⟨

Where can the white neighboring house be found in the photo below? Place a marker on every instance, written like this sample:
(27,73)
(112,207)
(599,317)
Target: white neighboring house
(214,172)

⟩

*EXERCISE INSTRUCTIONS*
Reproduce each of the items above verbatim, line for line, without any alteration.

*ANSWER BELOW*
Where can the white neighboring house be found in the photo below? Place a marker on every instance, written like this sample:
(27,73)
(112,207)
(599,317)
Target: white neighboring house
(214,172)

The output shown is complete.